== What to do ==
Tally the lines in the entries below that contain the word "water", matching case exactly, and reply with that number alone.

[Dataset entries]
----------

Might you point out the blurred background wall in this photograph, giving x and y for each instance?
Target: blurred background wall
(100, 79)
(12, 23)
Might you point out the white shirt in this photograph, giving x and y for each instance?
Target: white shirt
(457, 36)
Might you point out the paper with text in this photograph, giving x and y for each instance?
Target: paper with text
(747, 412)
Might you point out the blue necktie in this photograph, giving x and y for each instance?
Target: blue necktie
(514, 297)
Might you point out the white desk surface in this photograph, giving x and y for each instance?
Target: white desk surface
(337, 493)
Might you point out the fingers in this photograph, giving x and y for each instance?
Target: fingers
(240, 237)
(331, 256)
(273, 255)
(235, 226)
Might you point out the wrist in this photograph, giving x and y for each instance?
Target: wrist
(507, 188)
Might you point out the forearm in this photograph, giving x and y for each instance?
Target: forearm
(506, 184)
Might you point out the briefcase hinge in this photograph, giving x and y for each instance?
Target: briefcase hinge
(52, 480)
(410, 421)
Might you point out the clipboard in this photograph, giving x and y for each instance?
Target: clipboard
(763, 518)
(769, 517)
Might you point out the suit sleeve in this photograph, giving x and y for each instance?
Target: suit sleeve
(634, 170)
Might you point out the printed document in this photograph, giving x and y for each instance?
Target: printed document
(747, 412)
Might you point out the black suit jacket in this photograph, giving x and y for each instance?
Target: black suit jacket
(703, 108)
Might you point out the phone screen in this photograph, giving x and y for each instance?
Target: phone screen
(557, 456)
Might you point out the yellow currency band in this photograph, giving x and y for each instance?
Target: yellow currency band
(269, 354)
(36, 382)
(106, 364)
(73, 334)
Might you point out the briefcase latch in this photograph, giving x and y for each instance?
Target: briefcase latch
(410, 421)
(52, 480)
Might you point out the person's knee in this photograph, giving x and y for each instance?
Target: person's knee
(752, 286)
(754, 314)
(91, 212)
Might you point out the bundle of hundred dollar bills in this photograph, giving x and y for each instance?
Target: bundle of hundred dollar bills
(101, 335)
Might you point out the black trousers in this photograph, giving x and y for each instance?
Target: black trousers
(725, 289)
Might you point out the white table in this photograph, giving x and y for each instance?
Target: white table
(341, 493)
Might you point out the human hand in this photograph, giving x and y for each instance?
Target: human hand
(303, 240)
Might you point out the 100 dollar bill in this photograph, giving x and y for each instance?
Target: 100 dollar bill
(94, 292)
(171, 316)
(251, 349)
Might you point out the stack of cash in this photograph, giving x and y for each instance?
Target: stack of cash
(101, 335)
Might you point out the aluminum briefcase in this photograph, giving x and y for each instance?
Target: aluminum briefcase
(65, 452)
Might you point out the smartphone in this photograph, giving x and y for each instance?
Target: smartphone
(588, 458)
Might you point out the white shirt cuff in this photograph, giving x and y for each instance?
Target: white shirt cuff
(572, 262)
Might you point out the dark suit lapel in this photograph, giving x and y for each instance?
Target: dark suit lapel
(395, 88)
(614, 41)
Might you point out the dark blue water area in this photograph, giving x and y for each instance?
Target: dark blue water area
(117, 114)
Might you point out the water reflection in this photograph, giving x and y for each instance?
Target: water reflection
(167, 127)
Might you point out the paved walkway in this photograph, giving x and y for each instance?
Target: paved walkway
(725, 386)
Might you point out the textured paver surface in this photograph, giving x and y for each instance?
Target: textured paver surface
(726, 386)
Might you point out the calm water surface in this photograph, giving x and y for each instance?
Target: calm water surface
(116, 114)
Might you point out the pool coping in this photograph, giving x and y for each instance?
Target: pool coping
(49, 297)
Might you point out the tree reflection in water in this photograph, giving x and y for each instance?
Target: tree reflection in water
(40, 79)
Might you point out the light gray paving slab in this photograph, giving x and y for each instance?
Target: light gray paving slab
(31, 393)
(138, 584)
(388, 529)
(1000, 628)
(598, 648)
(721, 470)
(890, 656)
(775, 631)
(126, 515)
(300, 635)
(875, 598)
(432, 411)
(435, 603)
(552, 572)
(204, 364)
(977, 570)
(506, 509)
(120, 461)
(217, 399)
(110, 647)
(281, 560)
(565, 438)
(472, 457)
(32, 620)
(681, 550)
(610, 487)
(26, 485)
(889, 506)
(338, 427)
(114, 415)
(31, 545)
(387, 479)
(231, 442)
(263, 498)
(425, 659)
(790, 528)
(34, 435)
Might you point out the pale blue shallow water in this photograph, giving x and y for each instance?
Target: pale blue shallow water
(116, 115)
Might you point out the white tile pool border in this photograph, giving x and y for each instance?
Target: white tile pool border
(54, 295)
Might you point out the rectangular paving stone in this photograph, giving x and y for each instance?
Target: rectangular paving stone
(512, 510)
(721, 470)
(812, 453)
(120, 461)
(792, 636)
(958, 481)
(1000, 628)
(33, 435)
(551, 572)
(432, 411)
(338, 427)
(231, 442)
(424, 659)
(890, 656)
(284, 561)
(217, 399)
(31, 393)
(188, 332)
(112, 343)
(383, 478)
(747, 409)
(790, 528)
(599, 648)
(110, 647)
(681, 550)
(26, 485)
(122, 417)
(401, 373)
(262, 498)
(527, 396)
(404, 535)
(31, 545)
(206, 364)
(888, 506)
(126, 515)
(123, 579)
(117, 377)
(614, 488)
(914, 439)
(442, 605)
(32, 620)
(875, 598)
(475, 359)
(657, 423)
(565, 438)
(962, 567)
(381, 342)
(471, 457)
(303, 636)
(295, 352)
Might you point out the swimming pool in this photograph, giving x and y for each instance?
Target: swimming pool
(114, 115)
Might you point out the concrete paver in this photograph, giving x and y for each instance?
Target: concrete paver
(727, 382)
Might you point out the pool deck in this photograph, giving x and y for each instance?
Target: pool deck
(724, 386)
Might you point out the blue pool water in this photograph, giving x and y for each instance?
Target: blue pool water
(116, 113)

----------

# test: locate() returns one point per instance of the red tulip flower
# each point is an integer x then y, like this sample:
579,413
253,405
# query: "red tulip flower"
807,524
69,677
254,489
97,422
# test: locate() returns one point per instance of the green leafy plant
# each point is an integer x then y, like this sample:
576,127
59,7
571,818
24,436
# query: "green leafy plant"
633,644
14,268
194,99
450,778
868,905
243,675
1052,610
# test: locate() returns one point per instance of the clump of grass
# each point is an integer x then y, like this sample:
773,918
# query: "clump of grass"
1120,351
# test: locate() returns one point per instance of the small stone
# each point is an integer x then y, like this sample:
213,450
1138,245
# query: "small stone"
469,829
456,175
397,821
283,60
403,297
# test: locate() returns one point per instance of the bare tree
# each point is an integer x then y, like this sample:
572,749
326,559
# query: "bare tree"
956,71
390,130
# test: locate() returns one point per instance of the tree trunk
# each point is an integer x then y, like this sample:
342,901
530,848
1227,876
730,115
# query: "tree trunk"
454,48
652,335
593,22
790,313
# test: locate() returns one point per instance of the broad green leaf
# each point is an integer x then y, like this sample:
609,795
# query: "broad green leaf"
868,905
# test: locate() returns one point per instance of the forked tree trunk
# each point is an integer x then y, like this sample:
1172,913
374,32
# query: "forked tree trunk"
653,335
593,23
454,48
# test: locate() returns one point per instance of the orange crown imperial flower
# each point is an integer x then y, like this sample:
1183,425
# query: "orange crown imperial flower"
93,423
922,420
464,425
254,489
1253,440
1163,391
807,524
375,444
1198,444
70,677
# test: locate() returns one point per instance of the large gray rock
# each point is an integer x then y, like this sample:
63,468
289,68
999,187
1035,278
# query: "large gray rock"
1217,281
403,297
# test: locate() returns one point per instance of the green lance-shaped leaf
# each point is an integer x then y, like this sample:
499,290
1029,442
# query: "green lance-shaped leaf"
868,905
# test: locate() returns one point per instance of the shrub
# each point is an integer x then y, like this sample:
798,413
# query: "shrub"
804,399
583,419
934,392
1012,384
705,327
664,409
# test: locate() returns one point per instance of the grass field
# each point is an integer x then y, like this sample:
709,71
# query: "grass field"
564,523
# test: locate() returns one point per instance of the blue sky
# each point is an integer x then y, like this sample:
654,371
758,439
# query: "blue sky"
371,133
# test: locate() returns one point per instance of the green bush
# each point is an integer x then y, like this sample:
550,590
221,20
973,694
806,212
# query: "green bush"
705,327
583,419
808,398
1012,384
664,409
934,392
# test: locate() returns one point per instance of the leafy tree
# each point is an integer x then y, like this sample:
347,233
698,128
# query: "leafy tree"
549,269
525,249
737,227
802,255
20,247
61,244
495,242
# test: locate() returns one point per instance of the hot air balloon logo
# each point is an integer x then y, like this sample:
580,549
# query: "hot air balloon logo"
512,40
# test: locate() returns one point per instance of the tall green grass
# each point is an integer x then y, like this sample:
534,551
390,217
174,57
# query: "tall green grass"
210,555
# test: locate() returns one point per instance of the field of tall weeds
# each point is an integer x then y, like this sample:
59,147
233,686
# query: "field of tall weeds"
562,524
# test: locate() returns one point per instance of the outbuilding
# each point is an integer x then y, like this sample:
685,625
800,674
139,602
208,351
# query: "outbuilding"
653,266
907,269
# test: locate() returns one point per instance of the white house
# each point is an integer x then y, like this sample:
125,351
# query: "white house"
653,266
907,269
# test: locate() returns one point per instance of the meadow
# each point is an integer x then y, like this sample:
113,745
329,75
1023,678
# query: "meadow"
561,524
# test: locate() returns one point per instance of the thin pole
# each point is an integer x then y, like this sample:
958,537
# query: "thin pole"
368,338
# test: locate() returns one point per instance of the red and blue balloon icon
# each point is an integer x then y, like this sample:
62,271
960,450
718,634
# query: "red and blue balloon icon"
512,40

----------

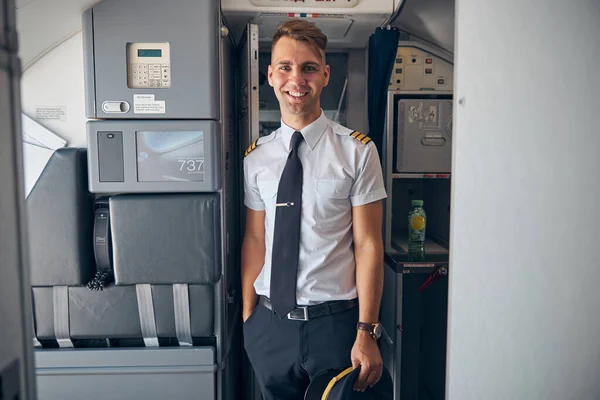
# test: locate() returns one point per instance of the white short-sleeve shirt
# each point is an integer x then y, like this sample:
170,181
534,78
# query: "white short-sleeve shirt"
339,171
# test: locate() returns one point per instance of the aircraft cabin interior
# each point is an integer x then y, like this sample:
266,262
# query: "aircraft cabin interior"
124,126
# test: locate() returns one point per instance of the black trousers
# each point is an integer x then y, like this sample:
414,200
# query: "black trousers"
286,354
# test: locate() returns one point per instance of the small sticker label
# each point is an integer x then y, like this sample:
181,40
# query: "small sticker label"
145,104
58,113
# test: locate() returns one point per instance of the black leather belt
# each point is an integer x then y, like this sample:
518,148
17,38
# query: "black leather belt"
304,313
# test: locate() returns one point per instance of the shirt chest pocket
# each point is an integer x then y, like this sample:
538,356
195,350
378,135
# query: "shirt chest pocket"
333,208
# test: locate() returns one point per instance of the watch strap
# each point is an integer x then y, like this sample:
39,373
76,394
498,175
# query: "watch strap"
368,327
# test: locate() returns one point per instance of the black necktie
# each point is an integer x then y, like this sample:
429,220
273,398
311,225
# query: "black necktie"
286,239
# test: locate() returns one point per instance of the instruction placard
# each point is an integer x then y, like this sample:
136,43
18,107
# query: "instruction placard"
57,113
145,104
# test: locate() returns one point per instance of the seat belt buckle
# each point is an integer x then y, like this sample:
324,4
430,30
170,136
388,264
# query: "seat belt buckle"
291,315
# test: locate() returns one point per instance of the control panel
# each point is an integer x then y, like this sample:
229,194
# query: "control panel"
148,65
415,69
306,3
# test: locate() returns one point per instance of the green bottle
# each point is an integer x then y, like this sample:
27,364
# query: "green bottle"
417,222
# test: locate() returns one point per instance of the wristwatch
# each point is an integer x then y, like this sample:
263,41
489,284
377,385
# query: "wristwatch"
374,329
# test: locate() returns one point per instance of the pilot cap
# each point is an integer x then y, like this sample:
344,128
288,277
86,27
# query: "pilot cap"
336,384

----------

== Response to the exercise ==
12